↓
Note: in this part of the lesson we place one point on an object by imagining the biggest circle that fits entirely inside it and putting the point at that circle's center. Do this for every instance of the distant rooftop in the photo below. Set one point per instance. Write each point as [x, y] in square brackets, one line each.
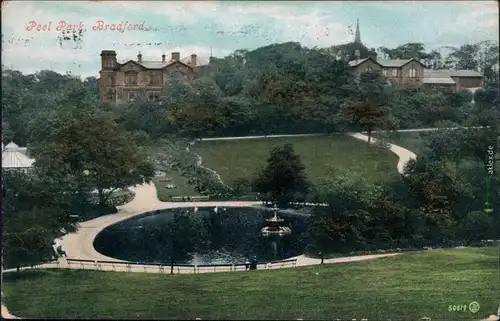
[160, 64]
[391, 63]
[14, 156]
[444, 73]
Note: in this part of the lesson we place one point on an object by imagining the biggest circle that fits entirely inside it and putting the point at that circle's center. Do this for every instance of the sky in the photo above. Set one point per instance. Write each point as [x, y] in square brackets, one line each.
[220, 28]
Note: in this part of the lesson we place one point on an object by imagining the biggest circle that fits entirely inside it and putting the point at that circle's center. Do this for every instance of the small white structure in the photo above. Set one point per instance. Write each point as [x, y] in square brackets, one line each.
[14, 157]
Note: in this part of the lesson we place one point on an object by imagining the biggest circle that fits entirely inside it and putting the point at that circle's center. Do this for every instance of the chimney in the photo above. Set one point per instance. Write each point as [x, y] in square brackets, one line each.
[108, 59]
[373, 55]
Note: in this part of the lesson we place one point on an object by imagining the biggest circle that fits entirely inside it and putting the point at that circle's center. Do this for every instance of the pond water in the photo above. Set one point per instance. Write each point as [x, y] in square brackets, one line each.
[205, 235]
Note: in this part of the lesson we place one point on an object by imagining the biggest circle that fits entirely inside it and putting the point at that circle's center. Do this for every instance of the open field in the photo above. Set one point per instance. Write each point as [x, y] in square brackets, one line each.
[413, 141]
[182, 187]
[405, 287]
[234, 159]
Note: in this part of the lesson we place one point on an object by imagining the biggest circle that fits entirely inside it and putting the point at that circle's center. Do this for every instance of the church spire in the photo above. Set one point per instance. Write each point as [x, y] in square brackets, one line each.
[357, 37]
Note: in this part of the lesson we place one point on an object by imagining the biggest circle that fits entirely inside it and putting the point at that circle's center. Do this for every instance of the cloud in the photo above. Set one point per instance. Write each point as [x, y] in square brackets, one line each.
[194, 26]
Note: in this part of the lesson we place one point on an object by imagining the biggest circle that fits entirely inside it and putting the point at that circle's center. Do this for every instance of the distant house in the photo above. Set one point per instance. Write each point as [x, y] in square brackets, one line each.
[406, 72]
[124, 82]
[397, 71]
[15, 158]
[453, 80]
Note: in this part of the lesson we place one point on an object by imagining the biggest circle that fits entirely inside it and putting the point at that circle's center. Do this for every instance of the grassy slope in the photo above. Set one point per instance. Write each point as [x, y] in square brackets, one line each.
[233, 159]
[182, 187]
[405, 287]
[411, 141]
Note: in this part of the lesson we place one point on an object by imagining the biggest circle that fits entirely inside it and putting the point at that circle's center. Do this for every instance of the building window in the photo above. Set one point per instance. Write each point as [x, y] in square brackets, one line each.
[154, 79]
[131, 78]
[110, 95]
[176, 75]
[153, 96]
[110, 81]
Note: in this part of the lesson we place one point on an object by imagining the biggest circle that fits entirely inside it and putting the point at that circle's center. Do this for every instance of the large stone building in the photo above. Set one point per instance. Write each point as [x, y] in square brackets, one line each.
[413, 72]
[123, 82]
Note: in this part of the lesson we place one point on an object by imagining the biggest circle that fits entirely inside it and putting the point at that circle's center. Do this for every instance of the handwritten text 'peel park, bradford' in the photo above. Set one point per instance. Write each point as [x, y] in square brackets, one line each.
[100, 25]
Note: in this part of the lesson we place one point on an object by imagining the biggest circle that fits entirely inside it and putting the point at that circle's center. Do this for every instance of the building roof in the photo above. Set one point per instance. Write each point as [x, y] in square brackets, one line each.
[391, 63]
[439, 80]
[161, 64]
[354, 63]
[444, 73]
[397, 63]
[199, 62]
[14, 156]
[11, 146]
[14, 159]
[465, 73]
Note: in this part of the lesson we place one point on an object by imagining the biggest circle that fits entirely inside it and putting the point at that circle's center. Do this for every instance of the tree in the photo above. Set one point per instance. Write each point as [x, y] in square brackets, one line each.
[284, 178]
[34, 214]
[342, 224]
[364, 112]
[93, 152]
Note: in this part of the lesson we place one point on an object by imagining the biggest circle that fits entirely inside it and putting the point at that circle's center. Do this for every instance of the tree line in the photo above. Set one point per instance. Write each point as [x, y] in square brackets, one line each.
[82, 147]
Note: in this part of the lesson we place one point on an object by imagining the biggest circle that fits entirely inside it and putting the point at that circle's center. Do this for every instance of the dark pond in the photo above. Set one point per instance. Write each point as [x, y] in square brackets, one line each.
[207, 236]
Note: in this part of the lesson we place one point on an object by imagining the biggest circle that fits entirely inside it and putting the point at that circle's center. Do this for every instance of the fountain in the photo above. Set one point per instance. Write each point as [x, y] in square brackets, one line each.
[273, 227]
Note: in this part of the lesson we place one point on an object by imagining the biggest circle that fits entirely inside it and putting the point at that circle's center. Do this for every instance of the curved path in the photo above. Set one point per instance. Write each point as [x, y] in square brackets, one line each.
[79, 245]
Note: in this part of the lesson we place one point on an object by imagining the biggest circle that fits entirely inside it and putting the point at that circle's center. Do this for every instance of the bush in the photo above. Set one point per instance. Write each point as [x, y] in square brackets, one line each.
[121, 198]
[476, 226]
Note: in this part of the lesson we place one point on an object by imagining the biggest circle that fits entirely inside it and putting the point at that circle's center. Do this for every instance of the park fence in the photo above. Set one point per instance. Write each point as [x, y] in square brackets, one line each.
[124, 266]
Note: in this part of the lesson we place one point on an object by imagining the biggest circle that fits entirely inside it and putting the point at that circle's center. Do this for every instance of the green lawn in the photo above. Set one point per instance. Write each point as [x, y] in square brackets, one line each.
[234, 159]
[181, 183]
[412, 141]
[406, 287]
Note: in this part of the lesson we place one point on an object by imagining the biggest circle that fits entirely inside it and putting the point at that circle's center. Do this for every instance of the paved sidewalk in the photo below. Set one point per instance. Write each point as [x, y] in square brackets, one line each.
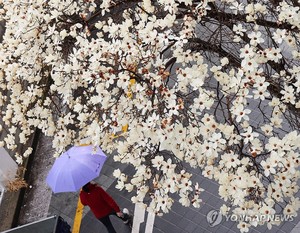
[179, 220]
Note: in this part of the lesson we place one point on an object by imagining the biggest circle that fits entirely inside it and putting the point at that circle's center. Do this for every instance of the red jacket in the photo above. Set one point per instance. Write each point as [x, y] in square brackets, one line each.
[100, 203]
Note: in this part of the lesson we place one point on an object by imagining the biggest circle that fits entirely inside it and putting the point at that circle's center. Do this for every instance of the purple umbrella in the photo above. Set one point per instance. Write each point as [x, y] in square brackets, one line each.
[75, 167]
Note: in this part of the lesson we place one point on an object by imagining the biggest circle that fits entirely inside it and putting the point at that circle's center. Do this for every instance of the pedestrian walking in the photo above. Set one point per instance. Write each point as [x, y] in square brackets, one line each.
[102, 205]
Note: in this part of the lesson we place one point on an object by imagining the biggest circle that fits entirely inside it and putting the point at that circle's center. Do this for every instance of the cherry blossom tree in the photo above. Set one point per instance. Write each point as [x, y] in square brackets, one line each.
[212, 84]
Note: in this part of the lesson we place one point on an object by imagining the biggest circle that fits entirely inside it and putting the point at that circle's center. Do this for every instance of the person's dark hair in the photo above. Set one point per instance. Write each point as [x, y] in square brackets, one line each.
[85, 188]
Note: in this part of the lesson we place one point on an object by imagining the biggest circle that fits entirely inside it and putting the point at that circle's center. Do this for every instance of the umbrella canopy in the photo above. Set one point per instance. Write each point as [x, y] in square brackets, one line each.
↑
_JOB_
Exact repetition is required for the lines from the one that contains "of the pedestrian" through the final line; leave out everything else.

_THE RESULT_
Note: in this part of the lesson we place one point on an object by imagining the biggest circle that fits entirely inside it and putting the point at that circle's center. Do this for every instance of the pedestrian walking in the photo above. Set one point per instance. Write each point as [x, y] in square brackets, one line each.
[102, 205]
Note: in this part of the lesson we place one point on an object by imagining the biggest circle that fits entirely inside it and putting the point at that circle's center. Do this for every instance of the cherry blossom tree in the photo above. Set one point per instance. Write each point as [x, y] in square brackets, one line each.
[212, 84]
Note: in this part of the lesson we place one point on an object by imagining the biggest circle that fits entirely inside it and putting the point at that circle's center. Do this for every instance of the person's dark hair in the photo above. Set one point per instance. Write each point as [x, y] in square brackets, one line each.
[85, 188]
Note: in this part of the lesson we place one point on an object by imagining the biggest circle that fits entirely inside it and putting the point at that circle's center. Do this for every instance of the umbrella canopy in the photo above. Set one point per instance. Write each point as [x, y] in square brackets, one line each.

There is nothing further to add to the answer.